** START EXTRACT TO READ **

Jeremy Corbyn is to give the Alternative MacTaggart Lecture at the Edinburgh TV Festival.


Jeremy Corbyn will address the Edinburgh TV Festival (Jane Barlow/PA)
Jeremy Corbyn will address the Edinburgh TV Festival (Jane Barlow/PA)

Jeremy Corbyn will propose a shake-up of the way the TV licence fee is paid and set as he outlines a raft of suggestions for the BBC and wider media in a speech to the industry.

The Labour leader will argue that the licence fee should be modernised for the digital age, with a “fairer and more effective way” found to fund the BBC.

He will float the idea of introducing a digital licence fee – paid by tech giants or through internet service providers – to supplement the current licence fee, with a view to reducing the cost for poorer households and helping the corporation to compete “more effectively”.

Mr Corbyn will also propose the creation of a new independent body to set the licence fee and suggest the BBC should be placed on a permanent statutory footing “to end government control through charter renewal”.

A digital licence fee could allow a democratised and more plural BBC to compete far more effectively with the private multinational digital giants like Netflix, Amazon, Google and Facebook
Jeremy Corbyn

The Labour leader will air the ideas when he gives the Alternative MacTaggart Lecture at the Edinburgh TV Festival on Thursday, the fourth day of his visit to Scotland.

Mr Corbyn is expected to outline his support for the BBC as a publicly owned, public service broadcaster, but argue it needs to become more free from government influence, more accountable to the public and more representative of the country.

** END EXTRACT TO READ **

Which companies does the piece on Jeremy Corbyn's BBC proposals name as private multinational digital giants? List every one.

** START MATERIAL PROVIDED **

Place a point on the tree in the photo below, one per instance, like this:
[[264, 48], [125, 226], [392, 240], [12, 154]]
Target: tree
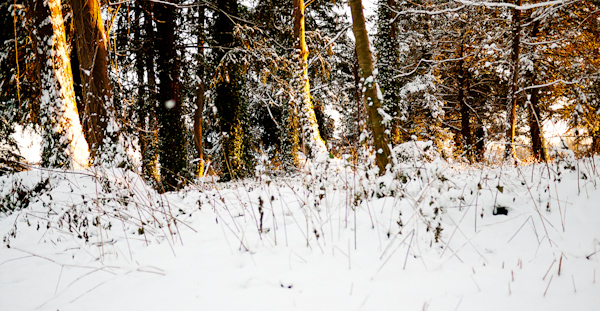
[[171, 136], [307, 118], [96, 113], [372, 95], [229, 102], [64, 144]]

** END MATERIAL PROVIDED **

> [FULL RESPONSE]
Netflix, Amazon, Google, Facebook